[Start of QUOTED PASSAGE]
Rawal (IAST: Rāvala) is an Indian community from Rajasthan and Gujarat. They are known as priests of devi temples and perform a form of dance known as Rammat during the worship. They were well respected and patronised by the Charans.

Origin 
Rawals claim to be converted from Brahmins around the 12th century.

History 
In the past, Rawals would wander from village to village to present night-long Rammat performances in the temples.

Rammat of Rawal 
Rawals are known for their performances called Rammat, which are devotional in nature dedicated to their patron goddess. It begins with a prayer to the goddess after which the performing arena is marked with a sword. This Rammat tradition is thought to be ‘almost extinct’ in modern times.
[End of QUOTED PASSAGE]
_SET PROBLEM 1_
Give the passage about the Rawal community again, starting at "Rawal (IAST: Rāvala)" and ending at "by the Charans.", and switch "priests" to "custodians".
[Start of MATERIAL TO PROCESS]
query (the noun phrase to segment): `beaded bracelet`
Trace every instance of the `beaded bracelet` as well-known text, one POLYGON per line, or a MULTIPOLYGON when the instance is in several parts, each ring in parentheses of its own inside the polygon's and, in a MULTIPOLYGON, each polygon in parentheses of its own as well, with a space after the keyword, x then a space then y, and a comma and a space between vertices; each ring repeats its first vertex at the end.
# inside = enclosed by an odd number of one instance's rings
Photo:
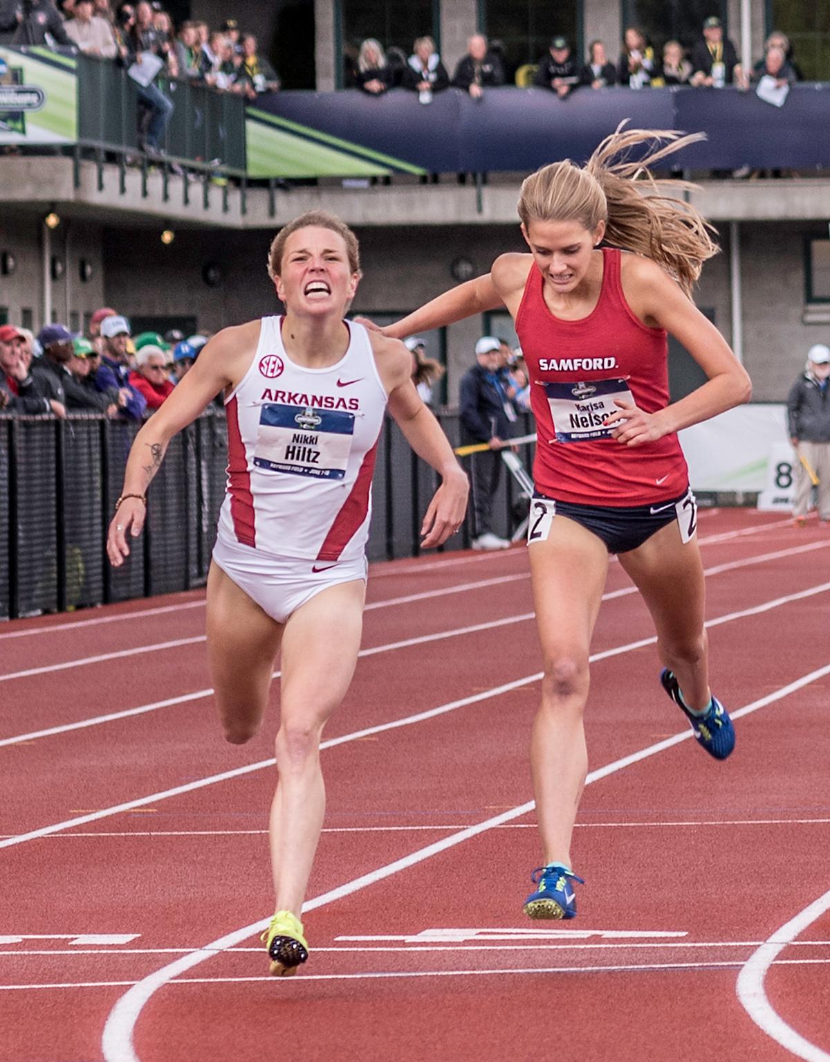
POLYGON ((116 502, 116 512, 122 501, 126 501, 127 498, 138 498, 139 501, 143 501, 146 507, 146 495, 145 494, 122 494, 121 497, 116 502))

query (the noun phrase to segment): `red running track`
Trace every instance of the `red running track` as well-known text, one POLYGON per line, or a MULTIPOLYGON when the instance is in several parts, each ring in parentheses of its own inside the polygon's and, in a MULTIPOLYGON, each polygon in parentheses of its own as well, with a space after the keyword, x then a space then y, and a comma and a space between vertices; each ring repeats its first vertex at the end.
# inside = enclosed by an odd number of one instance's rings
POLYGON ((521 913, 524 550, 374 569, 291 979, 257 940, 276 710, 221 740, 202 595, 0 628, 0 1062, 830 1062, 830 534, 747 511, 699 534, 737 750, 688 739, 613 564, 567 924, 521 913))

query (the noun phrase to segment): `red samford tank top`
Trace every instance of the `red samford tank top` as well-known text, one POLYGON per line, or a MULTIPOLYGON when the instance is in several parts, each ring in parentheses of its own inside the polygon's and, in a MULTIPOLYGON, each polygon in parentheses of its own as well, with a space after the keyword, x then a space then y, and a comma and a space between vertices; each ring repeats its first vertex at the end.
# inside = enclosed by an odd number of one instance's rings
POLYGON ((646 327, 626 303, 620 257, 603 249, 600 299, 581 321, 551 313, 534 262, 516 316, 537 426, 534 480, 560 501, 647 506, 678 497, 689 484, 676 434, 632 447, 602 426, 619 408, 615 398, 647 413, 669 405, 665 331, 646 327))

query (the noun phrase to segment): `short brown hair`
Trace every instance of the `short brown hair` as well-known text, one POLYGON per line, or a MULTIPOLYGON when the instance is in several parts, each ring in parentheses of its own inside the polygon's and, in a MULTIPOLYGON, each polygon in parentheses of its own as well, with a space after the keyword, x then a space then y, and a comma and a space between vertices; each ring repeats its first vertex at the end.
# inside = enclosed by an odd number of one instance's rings
POLYGON ((352 273, 360 273, 360 247, 358 245, 358 238, 346 224, 345 221, 334 213, 328 213, 326 210, 307 210, 301 213, 298 218, 290 221, 288 225, 283 225, 282 228, 274 237, 274 241, 271 244, 271 251, 269 251, 269 276, 271 279, 275 279, 280 275, 282 270, 282 255, 286 253, 286 241, 291 236, 292 233, 296 233, 299 228, 310 228, 315 226, 316 228, 330 228, 332 233, 336 233, 342 236, 346 243, 346 251, 349 256, 349 269, 352 273))

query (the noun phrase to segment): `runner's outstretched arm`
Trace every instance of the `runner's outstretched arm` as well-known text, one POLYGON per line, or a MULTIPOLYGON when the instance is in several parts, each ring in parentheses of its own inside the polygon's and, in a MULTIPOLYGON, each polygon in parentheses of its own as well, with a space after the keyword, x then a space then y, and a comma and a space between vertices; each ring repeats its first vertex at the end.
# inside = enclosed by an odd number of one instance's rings
POLYGON ((435 416, 423 405, 410 378, 412 358, 398 340, 370 332, 371 346, 388 392, 390 415, 418 457, 442 477, 430 501, 420 533, 422 549, 440 546, 464 523, 467 510, 467 477, 452 452, 435 416))
POLYGON ((250 354, 256 343, 259 322, 225 328, 200 353, 193 367, 169 398, 136 435, 124 473, 124 485, 109 524, 106 551, 110 564, 120 567, 129 554, 127 531, 133 538, 141 534, 146 515, 143 498, 158 472, 170 440, 202 413, 208 402, 234 380, 234 365, 240 352, 250 354), (253 324, 253 327, 252 327, 253 324))

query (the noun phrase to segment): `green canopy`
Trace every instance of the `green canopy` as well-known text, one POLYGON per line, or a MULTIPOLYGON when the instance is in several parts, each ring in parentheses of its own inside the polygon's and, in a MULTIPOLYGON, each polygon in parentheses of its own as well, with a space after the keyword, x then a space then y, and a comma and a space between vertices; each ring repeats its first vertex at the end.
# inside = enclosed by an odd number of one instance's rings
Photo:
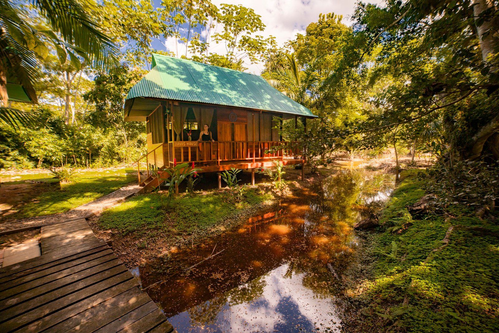
POLYGON ((153 55, 152 67, 127 96, 128 120, 145 120, 154 98, 316 117, 259 75, 160 54, 153 55))
POLYGON ((13 102, 25 102, 32 103, 33 101, 28 96, 26 90, 20 84, 7 82, 7 94, 8 100, 13 102))

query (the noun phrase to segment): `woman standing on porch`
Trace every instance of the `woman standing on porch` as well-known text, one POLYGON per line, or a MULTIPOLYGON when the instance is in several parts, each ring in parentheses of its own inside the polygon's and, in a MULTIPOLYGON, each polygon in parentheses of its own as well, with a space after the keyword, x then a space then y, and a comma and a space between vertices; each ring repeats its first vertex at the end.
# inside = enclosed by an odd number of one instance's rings
POLYGON ((210 130, 210 127, 208 127, 207 124, 205 124, 204 126, 203 126, 204 129, 201 131, 201 133, 199 135, 199 139, 198 139, 198 141, 211 141, 212 142, 215 142, 215 140, 213 140, 213 138, 212 137, 212 131, 210 130))

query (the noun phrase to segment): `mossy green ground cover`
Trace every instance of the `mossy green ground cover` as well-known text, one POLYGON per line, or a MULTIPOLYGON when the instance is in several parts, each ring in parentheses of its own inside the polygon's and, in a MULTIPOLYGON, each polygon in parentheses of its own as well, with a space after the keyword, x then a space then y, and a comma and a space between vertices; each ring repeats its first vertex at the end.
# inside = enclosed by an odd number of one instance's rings
POLYGON ((380 216, 384 225, 369 237, 374 276, 356 297, 363 309, 351 331, 499 332, 499 216, 481 220, 454 206, 451 218, 416 219, 406 206, 425 193, 406 176, 380 216), (451 226, 448 245, 433 251, 451 226))
POLYGON ((23 175, 20 179, 3 183, 2 188, 8 190, 8 185, 21 184, 26 180, 42 182, 30 184, 32 190, 19 198, 18 205, 14 205, 12 208, 17 212, 6 217, 12 220, 67 211, 136 181, 137 177, 131 174, 132 172, 125 169, 77 172, 73 181, 66 183, 59 183, 48 174, 23 175))
POLYGON ((272 199, 271 195, 258 194, 255 189, 249 190, 240 203, 232 202, 228 194, 220 193, 183 196, 172 201, 166 214, 161 209, 159 195, 137 195, 104 211, 99 219, 99 227, 123 235, 168 230, 202 234, 238 212, 272 199))

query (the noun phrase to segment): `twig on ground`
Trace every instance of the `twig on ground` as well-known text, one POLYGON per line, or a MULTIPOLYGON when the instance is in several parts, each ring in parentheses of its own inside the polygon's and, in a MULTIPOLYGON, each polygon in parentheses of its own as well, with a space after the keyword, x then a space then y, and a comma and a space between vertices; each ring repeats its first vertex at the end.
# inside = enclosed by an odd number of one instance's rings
[End of MATERIAL TO PROCESS]
_SET PROBLEM 2_
Report every line of the entries that contains the word "segment".

_COMPLETE RESPONSE 1_
Rawal (IAST: Rāvala) is an Indian community from Rajasthan and Gujarat. They are known as custodians of devi temples and perform a form of dance known as Rammat during the worship. They were well respected and patronised by the Charans.

_COMPLETE RESPONSE 2_
query (the noun phrase to segment): `beaded bracelet`
query (the noun phrase to segment): `red running track`
query (the noun phrase to segment): `red samford tank top`
query (the noun phrase to segment): `short brown hair`
query (the noun phrase to segment): `runner's outstretched arm`
query (the noun phrase to segment): `green canopy`
query (the noun phrase to segment): `woman standing on porch`
query (the noun phrase to segment): `mossy green ground cover`
query (the noun phrase to segment): `twig on ground`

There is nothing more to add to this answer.